GIVEN PASSAGE:

§ §

Case study
Everyone agreed on the problem, but no one could figure out what it would take to fix it
::
A little bit of background
My company had a customer experience problem that everyone could see but nobody could measure. Customers consistently reported trouble finding what they needed across the company’s sprawling digital landscape. The cause was well understood: During years of rapid growth, individual teams optimized for their own customers and spun up parallel sites in order to move quickly.
Everyone agreed on the problem, but no one had the data to make a business case for fixing it. Previous attempts to measure scope and ROI had collapsed under the weight of the problem’s complexity. I owned the initiative to finally put a number on it: a $500K program with VP sponsorship and visibility across multiple VP-led organizations.
the challenge
When it’s too complex to measure, the answer is always “not yet”
The scale of the problem was the problem. 20+ organizations were producing content for their customers across 800+ internal and external sites, none of which were connected by a single platform or user interface. Previous initiatives ran into this wall and down-scoped the effort to only the properties they controlled, which didn’t fix the fragmentation.
The business needed a definitive picture to make a case for prioritizing cross-organizational work, not another incremental change that could be dismissed as incomplete.
the action
A rigorous answer to an imprecise problem
I designed a three-stage program: 1/ Compile a content inventory via web crawling, 2/ enrich the data using natural language processing with human reinforcement to support robust analysis, then 3/ build a permanent technical solution my organization could run on an ongoing basis. I engaged a vendor for the first two stages while we worked on hiring an internal engineering team for the long-term solution.
The discovery process confirmed what everyone suspected — 800+ sites, 20+ owning teams — but inventorying that much content would have blown the budget and timeline before we got to any analysis.
The vendor’s first crawl missed large swaths of content. A lack of site maps and structured hierarchies was hiding content from the scanner. Re-running the crawl at the necessary scale would have consumed the entire budget with nothing left for Stage 2.
A cross-functional working group couldn’t reach consensus on shared terms or descriptors. This wasn’t a collaboration failure. Each team was legitimately optimized for its own customers and had no incentive to conform to standards that might get in the way.

§ §

SOURCE INFORMATION:
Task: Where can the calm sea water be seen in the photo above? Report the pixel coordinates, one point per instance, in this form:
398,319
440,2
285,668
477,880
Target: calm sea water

§ §

TASKS:
**A)** Answer the following from the case study.
(i) How many sites and owning teams did the discovery process confirm?
(ii) What was the dollar value of the program the author owned?
(iii) What was hiding content from the scanner during the vendor's first crawl?
**B)** Reproduce the part of the case study that opens with the words containing "The discovery process" and closes with "for Stage 2.", swapping "timeline" for "schedule".

ANSWERS FOR THE EXERCISE:
**A)**
(i) 800+ sites and 20+ owning teams.
(ii) $500K.
(iii) A lack of site maps and structured hierarchies.

**B)**
The discovery process confirmed what everyone suspected — 800+ sites, 20+ owning teams — but inventorying that much content would have blown the budget and schedule before we got to any analysis.
The vendor’s first crawl missed large swaths of content. A lack of site maps and structured hierarchies was hiding content from the scanner. Re-running the crawl at the necessary scale would have consumed the entire budget with nothing left for Stage 2.